# DATA FOR PROCESSING start

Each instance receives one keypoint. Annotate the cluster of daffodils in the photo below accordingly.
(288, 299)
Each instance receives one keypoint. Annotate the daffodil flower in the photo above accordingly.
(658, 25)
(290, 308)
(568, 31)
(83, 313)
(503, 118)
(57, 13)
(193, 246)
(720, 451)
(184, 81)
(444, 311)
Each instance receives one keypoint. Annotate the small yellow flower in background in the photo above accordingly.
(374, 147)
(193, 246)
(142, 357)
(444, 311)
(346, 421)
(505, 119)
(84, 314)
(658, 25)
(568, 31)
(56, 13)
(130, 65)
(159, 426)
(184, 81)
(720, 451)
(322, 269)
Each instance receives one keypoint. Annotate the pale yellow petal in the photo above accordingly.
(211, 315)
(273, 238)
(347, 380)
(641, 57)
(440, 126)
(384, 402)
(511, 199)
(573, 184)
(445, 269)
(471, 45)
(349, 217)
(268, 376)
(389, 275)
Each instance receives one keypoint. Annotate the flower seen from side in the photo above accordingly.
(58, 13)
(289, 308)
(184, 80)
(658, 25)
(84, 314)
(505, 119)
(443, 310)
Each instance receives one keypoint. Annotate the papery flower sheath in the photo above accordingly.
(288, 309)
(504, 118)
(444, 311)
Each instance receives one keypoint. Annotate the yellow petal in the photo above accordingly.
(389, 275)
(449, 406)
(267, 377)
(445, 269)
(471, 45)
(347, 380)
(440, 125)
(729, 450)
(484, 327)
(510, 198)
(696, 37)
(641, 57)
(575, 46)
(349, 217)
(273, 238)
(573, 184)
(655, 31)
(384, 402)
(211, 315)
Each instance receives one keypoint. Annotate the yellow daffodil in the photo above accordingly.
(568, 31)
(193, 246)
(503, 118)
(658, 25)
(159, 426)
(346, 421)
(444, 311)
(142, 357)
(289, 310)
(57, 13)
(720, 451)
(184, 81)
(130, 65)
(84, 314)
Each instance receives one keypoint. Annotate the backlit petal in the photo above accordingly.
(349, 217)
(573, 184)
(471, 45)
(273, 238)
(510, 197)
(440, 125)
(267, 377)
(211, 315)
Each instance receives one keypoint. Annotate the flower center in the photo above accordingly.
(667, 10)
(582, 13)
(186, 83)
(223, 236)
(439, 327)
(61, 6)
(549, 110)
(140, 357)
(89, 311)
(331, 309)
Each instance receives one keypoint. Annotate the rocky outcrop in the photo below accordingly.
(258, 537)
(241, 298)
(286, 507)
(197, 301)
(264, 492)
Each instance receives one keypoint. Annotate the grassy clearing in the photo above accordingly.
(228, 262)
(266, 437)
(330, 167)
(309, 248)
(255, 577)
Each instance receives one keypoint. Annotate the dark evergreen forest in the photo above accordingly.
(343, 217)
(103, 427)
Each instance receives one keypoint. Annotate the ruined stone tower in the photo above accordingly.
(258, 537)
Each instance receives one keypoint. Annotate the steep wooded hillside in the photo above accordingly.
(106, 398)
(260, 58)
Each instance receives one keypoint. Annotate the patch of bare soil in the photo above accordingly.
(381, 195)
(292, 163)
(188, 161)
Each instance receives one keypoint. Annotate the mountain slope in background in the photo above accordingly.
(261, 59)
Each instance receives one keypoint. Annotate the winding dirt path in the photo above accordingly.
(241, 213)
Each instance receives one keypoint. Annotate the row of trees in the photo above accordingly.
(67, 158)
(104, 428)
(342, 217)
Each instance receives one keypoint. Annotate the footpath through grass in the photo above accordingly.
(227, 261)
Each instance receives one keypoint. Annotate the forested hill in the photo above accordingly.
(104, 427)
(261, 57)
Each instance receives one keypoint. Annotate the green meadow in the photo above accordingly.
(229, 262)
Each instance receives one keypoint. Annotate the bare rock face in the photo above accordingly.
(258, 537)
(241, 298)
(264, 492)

# DATA FOR PROCESSING end
# DATA FOR PROCESSING start

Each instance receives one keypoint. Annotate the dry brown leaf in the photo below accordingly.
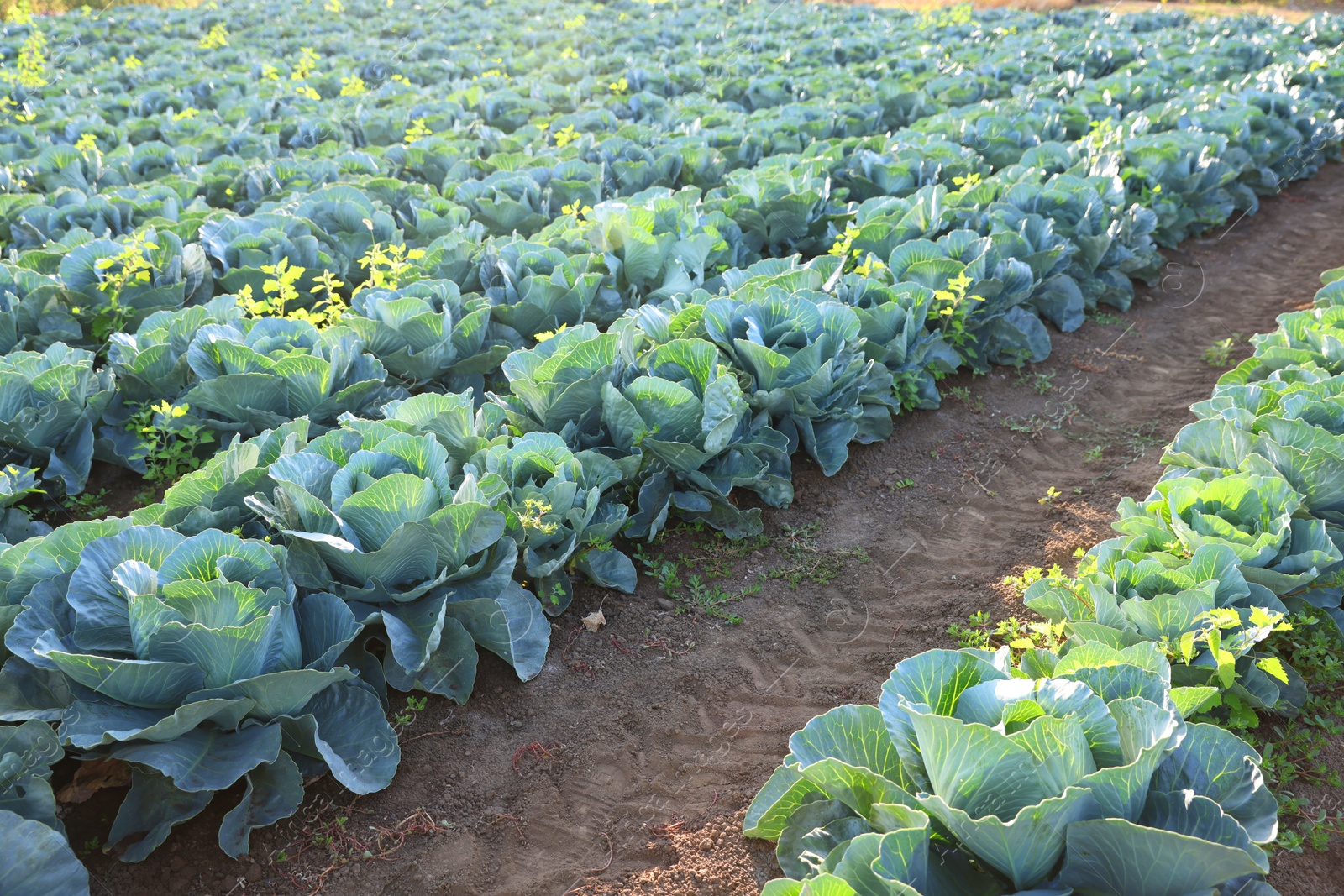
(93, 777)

# DATA FOR PROCESSING end

▸ **AIM OF THE EXERCISE**
Pick out every line in the listing above that contains the word "bare", treating uppercase and lowercase as different.

▸ **TASK OUTPUT**
Each instance receives one keypoint. Annotate the patch of bare soil in the photo above accordingly.
Each instance receives one keypoint. Annotate the bare rock face in the photo above accordingly.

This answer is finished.